- [What this task involves] Below are the records. Gather each line that holds "outlet".
[Available records — start]
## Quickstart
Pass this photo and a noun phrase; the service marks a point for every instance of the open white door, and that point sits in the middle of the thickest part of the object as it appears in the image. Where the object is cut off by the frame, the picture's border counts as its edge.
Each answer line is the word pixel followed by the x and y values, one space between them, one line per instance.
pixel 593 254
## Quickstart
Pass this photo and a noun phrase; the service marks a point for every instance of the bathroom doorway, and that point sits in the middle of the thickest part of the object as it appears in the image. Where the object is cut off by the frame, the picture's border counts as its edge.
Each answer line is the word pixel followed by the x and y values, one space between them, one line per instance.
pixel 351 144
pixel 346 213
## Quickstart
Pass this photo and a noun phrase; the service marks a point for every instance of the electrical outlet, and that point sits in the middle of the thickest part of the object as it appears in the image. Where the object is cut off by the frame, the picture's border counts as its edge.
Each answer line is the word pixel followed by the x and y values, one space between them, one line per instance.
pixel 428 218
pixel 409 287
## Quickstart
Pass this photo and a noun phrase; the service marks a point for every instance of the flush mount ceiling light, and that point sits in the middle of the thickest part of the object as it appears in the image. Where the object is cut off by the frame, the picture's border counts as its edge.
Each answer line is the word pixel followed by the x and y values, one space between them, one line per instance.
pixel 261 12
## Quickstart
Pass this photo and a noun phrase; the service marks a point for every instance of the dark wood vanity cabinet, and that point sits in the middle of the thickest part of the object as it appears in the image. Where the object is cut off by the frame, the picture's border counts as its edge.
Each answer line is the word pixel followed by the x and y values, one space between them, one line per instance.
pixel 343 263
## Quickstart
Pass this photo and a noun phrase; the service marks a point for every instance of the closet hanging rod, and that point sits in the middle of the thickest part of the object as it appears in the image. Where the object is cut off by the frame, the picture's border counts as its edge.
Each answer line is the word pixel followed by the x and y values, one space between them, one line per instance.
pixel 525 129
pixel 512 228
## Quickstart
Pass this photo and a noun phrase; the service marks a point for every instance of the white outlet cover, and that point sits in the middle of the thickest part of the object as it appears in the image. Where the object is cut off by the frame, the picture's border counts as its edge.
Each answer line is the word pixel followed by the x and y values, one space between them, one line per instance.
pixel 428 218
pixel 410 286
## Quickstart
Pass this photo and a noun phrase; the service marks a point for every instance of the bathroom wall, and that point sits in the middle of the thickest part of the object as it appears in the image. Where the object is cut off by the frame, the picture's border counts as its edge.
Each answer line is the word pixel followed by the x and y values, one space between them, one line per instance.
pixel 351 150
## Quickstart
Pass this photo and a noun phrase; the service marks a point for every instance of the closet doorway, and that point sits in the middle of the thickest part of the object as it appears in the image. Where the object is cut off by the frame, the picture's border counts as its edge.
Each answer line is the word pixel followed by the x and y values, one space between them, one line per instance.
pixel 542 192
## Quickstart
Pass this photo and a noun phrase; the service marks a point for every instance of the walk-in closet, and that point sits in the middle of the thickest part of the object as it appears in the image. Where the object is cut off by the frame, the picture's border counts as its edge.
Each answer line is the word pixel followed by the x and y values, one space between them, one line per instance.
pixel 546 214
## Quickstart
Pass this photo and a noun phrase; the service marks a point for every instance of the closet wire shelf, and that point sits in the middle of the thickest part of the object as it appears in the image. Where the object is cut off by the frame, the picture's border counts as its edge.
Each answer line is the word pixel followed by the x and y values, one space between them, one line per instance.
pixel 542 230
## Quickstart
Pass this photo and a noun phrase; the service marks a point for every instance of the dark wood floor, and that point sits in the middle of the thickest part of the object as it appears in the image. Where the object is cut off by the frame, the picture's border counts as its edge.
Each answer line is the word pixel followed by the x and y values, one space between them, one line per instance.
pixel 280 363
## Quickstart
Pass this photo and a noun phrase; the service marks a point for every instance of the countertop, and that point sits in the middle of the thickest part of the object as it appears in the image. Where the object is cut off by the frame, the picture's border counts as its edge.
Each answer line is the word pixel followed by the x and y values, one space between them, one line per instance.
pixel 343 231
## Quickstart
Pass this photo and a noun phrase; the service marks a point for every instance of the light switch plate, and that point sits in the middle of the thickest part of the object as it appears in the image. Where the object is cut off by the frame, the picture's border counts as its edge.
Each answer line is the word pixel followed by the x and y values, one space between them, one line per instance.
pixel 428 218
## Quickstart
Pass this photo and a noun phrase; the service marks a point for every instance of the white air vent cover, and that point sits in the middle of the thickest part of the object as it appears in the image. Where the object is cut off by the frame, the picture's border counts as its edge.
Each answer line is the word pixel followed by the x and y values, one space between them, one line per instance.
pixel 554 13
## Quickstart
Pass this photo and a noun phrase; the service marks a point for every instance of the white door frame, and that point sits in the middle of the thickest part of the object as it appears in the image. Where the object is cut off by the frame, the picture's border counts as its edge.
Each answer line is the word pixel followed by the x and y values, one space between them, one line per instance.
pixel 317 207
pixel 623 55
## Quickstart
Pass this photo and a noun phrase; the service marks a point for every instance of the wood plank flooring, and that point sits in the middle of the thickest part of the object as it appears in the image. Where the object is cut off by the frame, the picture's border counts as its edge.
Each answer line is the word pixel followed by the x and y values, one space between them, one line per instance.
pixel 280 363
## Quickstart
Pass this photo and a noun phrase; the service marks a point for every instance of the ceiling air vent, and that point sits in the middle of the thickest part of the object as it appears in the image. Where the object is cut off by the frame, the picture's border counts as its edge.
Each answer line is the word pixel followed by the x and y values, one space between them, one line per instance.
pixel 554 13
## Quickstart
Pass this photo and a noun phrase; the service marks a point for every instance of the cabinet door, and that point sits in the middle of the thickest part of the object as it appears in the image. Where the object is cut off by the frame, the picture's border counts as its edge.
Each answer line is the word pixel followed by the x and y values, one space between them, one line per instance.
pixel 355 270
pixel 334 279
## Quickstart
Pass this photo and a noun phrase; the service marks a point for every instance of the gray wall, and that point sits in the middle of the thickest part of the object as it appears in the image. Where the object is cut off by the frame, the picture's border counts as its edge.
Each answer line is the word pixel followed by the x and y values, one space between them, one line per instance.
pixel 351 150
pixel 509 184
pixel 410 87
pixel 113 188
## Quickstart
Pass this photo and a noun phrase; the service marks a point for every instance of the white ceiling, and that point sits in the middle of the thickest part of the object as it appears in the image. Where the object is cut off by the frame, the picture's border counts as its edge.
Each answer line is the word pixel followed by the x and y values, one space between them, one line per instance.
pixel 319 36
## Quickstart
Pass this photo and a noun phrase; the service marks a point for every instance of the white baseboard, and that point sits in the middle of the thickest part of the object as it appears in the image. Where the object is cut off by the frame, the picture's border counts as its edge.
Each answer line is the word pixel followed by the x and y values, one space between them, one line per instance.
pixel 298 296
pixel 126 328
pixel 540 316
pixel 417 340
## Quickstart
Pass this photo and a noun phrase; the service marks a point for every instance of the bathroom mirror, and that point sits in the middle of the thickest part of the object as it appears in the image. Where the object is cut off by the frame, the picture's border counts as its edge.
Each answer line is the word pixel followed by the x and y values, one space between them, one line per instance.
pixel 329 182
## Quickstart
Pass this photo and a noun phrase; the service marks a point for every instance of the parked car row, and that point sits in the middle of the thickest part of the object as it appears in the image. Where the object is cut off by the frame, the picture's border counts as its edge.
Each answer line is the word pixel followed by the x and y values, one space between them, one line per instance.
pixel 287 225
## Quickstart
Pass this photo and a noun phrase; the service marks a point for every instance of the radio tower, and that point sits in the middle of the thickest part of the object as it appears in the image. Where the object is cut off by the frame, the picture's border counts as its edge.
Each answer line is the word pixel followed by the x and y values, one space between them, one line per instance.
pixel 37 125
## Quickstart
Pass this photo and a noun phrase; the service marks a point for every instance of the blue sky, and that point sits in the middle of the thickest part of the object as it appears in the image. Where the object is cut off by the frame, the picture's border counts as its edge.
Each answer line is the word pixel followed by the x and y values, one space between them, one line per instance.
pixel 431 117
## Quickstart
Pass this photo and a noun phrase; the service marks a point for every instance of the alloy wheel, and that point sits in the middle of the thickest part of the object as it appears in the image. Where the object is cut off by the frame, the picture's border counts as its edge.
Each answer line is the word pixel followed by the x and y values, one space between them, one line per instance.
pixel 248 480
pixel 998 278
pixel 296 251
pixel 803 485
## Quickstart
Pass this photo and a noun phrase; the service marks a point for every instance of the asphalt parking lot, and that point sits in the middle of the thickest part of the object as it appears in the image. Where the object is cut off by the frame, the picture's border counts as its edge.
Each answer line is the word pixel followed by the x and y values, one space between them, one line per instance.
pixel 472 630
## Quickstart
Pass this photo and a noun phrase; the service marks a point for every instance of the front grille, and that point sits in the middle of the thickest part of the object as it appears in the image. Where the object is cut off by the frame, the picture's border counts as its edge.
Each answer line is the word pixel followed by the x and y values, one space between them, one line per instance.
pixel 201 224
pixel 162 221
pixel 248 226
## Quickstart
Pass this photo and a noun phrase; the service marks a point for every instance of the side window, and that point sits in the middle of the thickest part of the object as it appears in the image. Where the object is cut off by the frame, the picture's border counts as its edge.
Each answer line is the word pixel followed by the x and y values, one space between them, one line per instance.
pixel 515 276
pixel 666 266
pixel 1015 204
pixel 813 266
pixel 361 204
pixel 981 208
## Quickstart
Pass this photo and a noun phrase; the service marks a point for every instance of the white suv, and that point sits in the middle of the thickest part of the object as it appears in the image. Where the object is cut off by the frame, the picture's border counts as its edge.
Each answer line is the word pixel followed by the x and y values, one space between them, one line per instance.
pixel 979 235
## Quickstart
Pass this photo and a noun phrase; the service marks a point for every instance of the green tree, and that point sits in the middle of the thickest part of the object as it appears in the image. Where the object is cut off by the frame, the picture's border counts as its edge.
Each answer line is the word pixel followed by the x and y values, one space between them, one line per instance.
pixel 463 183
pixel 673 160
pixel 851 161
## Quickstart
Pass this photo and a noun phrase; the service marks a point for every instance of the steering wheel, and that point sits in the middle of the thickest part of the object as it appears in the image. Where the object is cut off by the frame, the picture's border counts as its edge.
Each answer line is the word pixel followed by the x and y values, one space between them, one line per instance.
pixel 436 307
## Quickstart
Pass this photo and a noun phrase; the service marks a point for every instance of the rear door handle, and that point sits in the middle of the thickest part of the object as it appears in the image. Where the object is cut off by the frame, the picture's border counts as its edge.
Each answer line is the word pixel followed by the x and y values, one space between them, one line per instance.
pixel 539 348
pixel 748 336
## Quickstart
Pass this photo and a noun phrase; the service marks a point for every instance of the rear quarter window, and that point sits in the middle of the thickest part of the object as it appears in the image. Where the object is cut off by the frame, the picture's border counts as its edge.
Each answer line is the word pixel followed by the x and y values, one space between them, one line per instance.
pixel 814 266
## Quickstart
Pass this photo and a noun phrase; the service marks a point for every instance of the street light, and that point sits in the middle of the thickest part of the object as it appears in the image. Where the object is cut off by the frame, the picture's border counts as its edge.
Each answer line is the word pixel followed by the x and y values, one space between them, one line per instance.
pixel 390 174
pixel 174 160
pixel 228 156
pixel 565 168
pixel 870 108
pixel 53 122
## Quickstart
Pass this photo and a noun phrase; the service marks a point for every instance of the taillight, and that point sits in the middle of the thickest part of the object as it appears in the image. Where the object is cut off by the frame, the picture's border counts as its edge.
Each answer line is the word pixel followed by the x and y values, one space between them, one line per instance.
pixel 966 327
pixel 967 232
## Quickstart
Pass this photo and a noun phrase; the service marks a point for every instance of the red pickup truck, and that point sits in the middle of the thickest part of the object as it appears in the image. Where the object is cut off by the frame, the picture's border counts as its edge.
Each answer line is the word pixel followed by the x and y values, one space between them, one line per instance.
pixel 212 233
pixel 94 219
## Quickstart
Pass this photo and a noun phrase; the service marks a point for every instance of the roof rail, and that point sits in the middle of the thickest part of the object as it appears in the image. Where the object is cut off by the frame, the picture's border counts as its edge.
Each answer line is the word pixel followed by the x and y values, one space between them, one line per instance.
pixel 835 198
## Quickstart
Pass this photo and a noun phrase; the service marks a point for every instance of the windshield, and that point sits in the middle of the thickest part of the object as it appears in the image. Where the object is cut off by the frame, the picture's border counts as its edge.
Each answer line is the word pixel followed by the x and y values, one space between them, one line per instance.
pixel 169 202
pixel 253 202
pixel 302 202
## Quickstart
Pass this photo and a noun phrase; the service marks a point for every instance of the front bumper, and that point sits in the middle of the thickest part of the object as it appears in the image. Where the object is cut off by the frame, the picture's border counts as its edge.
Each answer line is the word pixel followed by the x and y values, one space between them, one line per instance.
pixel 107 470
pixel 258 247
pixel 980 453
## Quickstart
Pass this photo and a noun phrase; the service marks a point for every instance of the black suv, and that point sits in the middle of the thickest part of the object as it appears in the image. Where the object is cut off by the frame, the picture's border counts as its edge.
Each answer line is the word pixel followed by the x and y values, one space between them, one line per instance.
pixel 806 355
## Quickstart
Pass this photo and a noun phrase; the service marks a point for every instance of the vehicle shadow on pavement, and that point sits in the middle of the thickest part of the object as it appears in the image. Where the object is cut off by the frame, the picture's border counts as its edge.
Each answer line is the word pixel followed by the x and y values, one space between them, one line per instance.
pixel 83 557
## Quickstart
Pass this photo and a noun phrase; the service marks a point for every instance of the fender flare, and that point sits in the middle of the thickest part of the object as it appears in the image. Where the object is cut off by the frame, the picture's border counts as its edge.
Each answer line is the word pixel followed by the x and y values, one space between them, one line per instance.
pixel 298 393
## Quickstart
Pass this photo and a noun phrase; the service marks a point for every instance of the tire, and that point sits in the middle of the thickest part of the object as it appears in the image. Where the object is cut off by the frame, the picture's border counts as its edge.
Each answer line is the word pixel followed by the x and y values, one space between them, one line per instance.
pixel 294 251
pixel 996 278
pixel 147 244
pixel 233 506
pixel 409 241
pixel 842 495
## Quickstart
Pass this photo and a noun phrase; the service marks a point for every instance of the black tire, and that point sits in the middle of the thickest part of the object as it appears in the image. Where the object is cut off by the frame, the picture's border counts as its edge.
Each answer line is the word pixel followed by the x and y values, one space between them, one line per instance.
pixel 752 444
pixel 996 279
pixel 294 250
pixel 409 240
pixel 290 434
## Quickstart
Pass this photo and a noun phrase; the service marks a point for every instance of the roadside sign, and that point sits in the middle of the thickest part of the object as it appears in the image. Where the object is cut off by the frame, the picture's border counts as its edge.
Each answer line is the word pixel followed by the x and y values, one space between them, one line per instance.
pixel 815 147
[Available records — finish]
- [Solution to this exercise]
Pass this photo and a noun phrase; the service marks a point for every instance of the electrical outlet, and that point sits in the middle of the thickest part of the object as it appears in the image. Where the object is cut off by the frame, the picture's border counts as its edge.
Pass this photo and a noun phrase; the service marks a point for every instance of the white outlet cover, and that point sits in the middle of the thickest part of the object as it appears in the image. Where the object is cut off by the frame, the picture's border counts as its edge.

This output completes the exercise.